*Task prompt*
Reproduce all of the data that follows, character for character.

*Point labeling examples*
***
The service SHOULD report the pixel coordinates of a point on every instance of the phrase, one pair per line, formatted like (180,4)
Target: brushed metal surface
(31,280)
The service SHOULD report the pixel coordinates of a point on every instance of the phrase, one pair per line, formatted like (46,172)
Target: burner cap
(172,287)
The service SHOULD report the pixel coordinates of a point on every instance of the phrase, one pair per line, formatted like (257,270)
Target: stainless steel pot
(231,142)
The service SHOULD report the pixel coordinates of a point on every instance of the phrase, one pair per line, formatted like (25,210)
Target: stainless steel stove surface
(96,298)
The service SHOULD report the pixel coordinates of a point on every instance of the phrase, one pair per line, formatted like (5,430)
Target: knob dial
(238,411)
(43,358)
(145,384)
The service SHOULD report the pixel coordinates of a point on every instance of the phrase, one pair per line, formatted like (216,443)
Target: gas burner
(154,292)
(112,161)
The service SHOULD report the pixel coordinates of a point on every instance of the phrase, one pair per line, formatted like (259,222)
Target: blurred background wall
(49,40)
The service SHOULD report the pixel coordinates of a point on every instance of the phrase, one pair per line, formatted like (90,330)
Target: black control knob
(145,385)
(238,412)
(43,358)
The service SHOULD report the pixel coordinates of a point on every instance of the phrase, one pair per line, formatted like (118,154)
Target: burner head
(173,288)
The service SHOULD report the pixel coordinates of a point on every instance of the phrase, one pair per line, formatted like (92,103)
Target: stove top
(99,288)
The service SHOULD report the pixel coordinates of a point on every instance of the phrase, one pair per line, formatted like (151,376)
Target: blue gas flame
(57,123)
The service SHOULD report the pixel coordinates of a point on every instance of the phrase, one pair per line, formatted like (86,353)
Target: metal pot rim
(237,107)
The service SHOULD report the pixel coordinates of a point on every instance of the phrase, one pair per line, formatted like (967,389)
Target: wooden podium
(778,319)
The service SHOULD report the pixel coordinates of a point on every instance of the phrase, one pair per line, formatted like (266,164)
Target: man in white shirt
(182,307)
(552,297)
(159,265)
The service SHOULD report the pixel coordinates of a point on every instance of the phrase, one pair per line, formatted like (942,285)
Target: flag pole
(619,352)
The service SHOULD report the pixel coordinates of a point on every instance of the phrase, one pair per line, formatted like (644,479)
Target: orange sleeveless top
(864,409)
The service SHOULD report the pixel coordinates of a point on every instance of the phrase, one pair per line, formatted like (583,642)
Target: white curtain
***
*The completed task*
The service SHOULD report the pixel coordinates of a point on every instance of the phrase, one pair per line, formatted like (180,4)
Target: brushed metal surface
(31,280)
The service SHOULD report the pixel coordinates of a point on every instance of the phrase, one pair per line, formatted like (46,172)
Target: burner cap
(172,287)
The service SHOULD report the pixel coordinates of a point on every instance of the phrase, one pair per line, formatted like (257,270)
Target: stainless steel pot
(231,142)
The service SHOULD report the pixel coordinates of a point on every instance of the phrase, one pair per line, formatted like (25,210)
Target: stainless steel stove surface
(96,298)
The service SHOULD report the pixel coordinates of a point on every instance of the phrase, one pair per line, formatted like (5,430)
Target: knob dial
(238,411)
(43,358)
(145,384)
The service SHOULD report the pixel coordinates of a point on every instance of the phrase, one pair per line, formatted like (216,443)
Target: gas burner
(154,292)
(112,161)
The service SHOULD report the pixel coordinates of a point on every instance of the phrase, one pair per line, formatted like (259,222)
Target: blurred background wall
(49,40)
The service SHOULD report the pixel coordinates of a point on every instance of the phrase, one pair per line, formatted like (90,330)
Target: black control knob
(145,385)
(238,412)
(43,358)
The service SHOULD report the pixel coordinates of a point on every instance of the phrase, one pair per line, formatted like (118,154)
Target: burner head
(173,288)
The service SHOULD report the pixel coordinates of a point on every instance of the phrase, one pair per line, formatted like (92,103)
Target: stove top
(99,288)
The service SHOULD report the pixel coordinates of a point on every instance of the phrase, one pair per line, formatted like (151,376)
Target: blue gas flame
(57,123)
The service SHOULD report the pixel coordinates of a point on every instance of the phrase, one pair per line, formatted like (86,353)
Target: metal pot rim
(237,107)
The service SHOULD report the pixel coordinates of a point on every instance of the phrase, one pair per line, formatted like (967,389)
Target: wooden podium
(778,319)
The service SHOULD report the pixel coordinates of a point on every instance of the phrase, one pair per line, formatted like (266,164)
Target: man in white shirt
(182,307)
(552,297)
(159,265)
The service SHOULD report the pixel coordinates of a point on every instance of the phrase, one pair per line, formatted like (942,285)
Target: flag pole
(619,352)
The service SHOULD report the pixel coordinates of a point on every instance of the phrase, one pair per line, formatted like (644,479)
Target: orange sleeveless top
(864,409)
The service SHOULD report the pixel coordinates of a point on every instance of the phrase, one pair per line, formatted like (583,642)
Target: white curtain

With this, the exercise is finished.